_STATED EXERCISE_.
Output the lines below word for word, starting at the line that contains "Box the blurred background." and ending at the last line of the records. Leave any pictures out of your answer.

[Items taken from a data source]
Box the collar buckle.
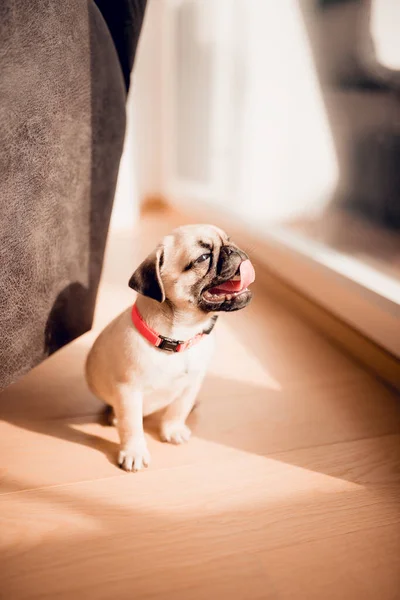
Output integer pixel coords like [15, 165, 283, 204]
[157, 335, 183, 352]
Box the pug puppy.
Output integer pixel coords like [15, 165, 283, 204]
[86, 225, 255, 471]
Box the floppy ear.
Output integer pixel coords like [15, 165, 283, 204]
[129, 246, 165, 302]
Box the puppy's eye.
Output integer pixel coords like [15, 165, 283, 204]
[194, 254, 211, 264]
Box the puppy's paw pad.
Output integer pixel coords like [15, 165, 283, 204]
[161, 422, 192, 444]
[118, 443, 150, 472]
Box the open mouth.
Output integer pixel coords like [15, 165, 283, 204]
[203, 260, 255, 304]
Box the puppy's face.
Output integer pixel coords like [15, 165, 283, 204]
[129, 225, 255, 313]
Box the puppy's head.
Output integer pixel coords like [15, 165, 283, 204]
[129, 225, 255, 313]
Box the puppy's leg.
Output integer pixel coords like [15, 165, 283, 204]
[161, 377, 203, 444]
[114, 386, 150, 471]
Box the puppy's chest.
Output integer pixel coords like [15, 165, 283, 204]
[143, 336, 212, 395]
[144, 351, 202, 393]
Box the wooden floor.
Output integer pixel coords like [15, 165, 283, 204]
[0, 209, 400, 600]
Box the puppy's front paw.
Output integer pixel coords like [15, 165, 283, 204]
[161, 421, 192, 444]
[118, 440, 150, 472]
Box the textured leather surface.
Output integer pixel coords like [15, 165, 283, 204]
[0, 0, 145, 389]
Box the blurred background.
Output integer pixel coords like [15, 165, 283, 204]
[113, 0, 400, 355]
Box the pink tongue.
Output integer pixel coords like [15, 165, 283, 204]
[213, 260, 256, 294]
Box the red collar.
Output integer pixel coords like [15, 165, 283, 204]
[132, 304, 218, 352]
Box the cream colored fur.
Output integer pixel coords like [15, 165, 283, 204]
[86, 226, 228, 471]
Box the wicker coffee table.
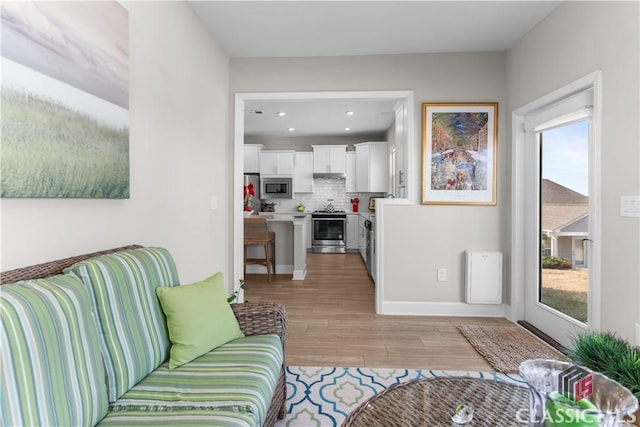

_RESULT_.
Box the blurred background.
Output integer pixel coords like [15, 165, 283, 204]
[113, 0, 400, 355]
Box the pink tongue.
Output integer pixel coords like [15, 165, 283, 204]
[213, 260, 256, 294]
Box the red collar.
Output integer pixel coords like [15, 165, 283, 204]
[132, 304, 218, 352]
Box the cream colored fur.
Output integer pixel coords like [15, 165, 283, 204]
[86, 226, 228, 471]
Box the wicker coffee table.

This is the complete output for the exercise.